• WHAT IS ASKED
Reproduce the data below line for line without any changes, leaving out the pictures.

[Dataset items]
- - - - -

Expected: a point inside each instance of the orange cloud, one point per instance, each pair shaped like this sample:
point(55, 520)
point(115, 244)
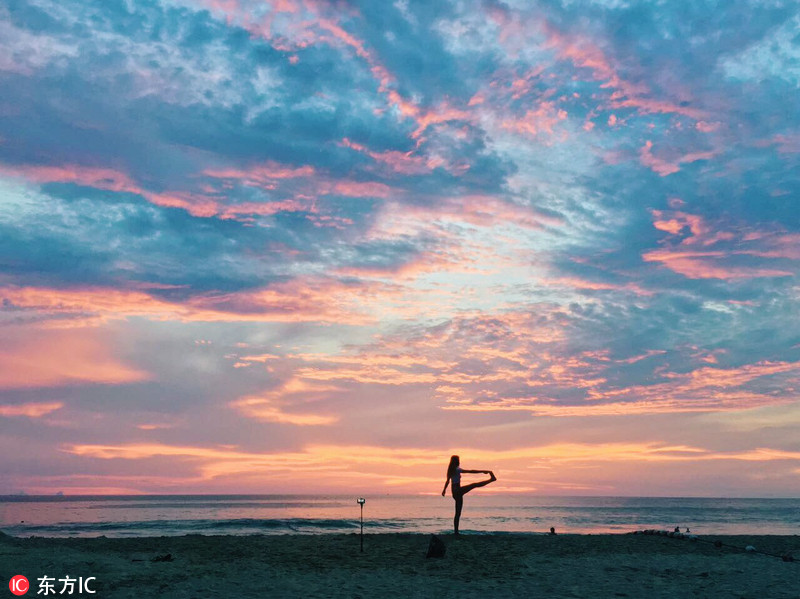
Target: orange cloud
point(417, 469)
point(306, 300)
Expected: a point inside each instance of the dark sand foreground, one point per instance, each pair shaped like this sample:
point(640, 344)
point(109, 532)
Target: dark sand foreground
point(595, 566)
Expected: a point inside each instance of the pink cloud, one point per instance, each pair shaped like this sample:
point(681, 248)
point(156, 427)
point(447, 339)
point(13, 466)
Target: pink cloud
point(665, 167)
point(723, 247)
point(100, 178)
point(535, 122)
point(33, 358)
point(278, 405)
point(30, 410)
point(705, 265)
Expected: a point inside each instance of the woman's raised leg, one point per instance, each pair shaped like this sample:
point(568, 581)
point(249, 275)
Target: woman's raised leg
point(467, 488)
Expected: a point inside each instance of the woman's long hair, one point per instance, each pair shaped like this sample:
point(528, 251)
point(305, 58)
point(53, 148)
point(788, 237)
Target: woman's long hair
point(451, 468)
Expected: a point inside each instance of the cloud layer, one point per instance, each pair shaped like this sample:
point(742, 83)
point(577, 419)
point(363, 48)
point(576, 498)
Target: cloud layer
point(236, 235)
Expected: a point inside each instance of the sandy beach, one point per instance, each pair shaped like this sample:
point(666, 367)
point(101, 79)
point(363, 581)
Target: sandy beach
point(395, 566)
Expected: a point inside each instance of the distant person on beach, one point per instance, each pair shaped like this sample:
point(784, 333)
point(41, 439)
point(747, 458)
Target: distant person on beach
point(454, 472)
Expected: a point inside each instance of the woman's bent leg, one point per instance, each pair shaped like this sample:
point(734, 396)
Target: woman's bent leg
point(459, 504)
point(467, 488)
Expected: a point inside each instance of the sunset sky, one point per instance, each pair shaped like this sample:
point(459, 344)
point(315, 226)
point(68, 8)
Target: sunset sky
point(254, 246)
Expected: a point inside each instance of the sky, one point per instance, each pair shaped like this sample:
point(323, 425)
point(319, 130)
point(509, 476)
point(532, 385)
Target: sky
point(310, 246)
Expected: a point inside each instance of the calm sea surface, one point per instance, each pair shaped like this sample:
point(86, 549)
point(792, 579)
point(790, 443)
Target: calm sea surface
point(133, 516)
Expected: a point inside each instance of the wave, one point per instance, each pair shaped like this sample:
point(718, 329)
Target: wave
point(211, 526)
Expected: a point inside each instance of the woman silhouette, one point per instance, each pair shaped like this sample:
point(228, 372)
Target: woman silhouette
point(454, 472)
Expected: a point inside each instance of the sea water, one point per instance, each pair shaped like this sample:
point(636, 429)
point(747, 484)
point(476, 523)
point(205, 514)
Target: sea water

- - - - -

• COMPLETE OUTPUT
Expected: a point inside each instance of the orange cloud, one point per instance, each pair shaped like this sample:
point(55, 520)
point(115, 244)
Target: orange cloud
point(417, 469)
point(306, 300)
Expected: a point inside each instance of the dark sand foreground, one point per instance, each pair shaped like this sample:
point(640, 344)
point(109, 532)
Target: dark sand foreground
point(595, 566)
Expected: a point inside each instance of the pink cloud, one point per instance, each pair shaped like this sample:
point(681, 248)
point(156, 427)
point(447, 339)
point(13, 466)
Target: pink cloud
point(665, 167)
point(723, 247)
point(100, 178)
point(535, 122)
point(33, 358)
point(278, 405)
point(30, 410)
point(705, 265)
Expected: a point inside each instance of the woman's raised leg, one point per instance, each pair shaped like this sample:
point(568, 581)
point(249, 275)
Target: woman's raised leg
point(467, 488)
Expected: a point inside each instance of the woman's long hair, one point per instance, each pair shaped like this sample:
point(528, 251)
point(305, 58)
point(53, 148)
point(788, 237)
Target: woman's long hair
point(451, 468)
Expected: a point inside each instance of the cloud layer, one point per instance, each pair shaped like this sample:
point(742, 83)
point(577, 419)
point(363, 48)
point(576, 498)
Target: cloud layer
point(236, 235)
Expected: a point inside each instance of the sandy beach, one point per instance, each pair shaped like this sample:
point(666, 367)
point(101, 79)
point(363, 581)
Target: sandy beach
point(395, 566)
Expected: a point inside each instance of the distant person on beach, one point per instance, each pair shaped like this sample:
point(784, 333)
point(41, 439)
point(747, 458)
Target: distant person on beach
point(454, 472)
Expected: a point inside each instance of the woman's bent leg, one point per instance, each pair shaped like this sample:
point(734, 396)
Target: woman's bent leg
point(459, 504)
point(467, 488)
Expected: a point inside each instance of the sunset sky, one point per instance, each pair shaped like this sample:
point(459, 344)
point(315, 226)
point(68, 8)
Target: sunset sky
point(254, 246)
Expected: a point inside each instance of the sky, one point per instance, each pair shaped like this sample:
point(323, 425)
point(319, 130)
point(509, 476)
point(532, 385)
Target: sky
point(310, 246)
Expected: a point inside each instance of the calm sea surface, one point per instance, each pair shaped like this sample:
point(86, 549)
point(792, 579)
point(790, 443)
Target: calm sea surface
point(133, 516)
Expected: a point inside each instance of the wave, one point per instance, each pair shaped like this sample:
point(718, 329)
Target: wave
point(211, 526)
Expected: a point inside each instance of the woman silhouette, one point per instance, each pair shaped like this sample:
point(228, 372)
Target: woman silhouette
point(454, 472)
Expected: a point inside each instance of the sea water, one point per instance, each pair shaped like this sample:
point(636, 429)
point(747, 484)
point(476, 523)
point(205, 514)
Target: sea water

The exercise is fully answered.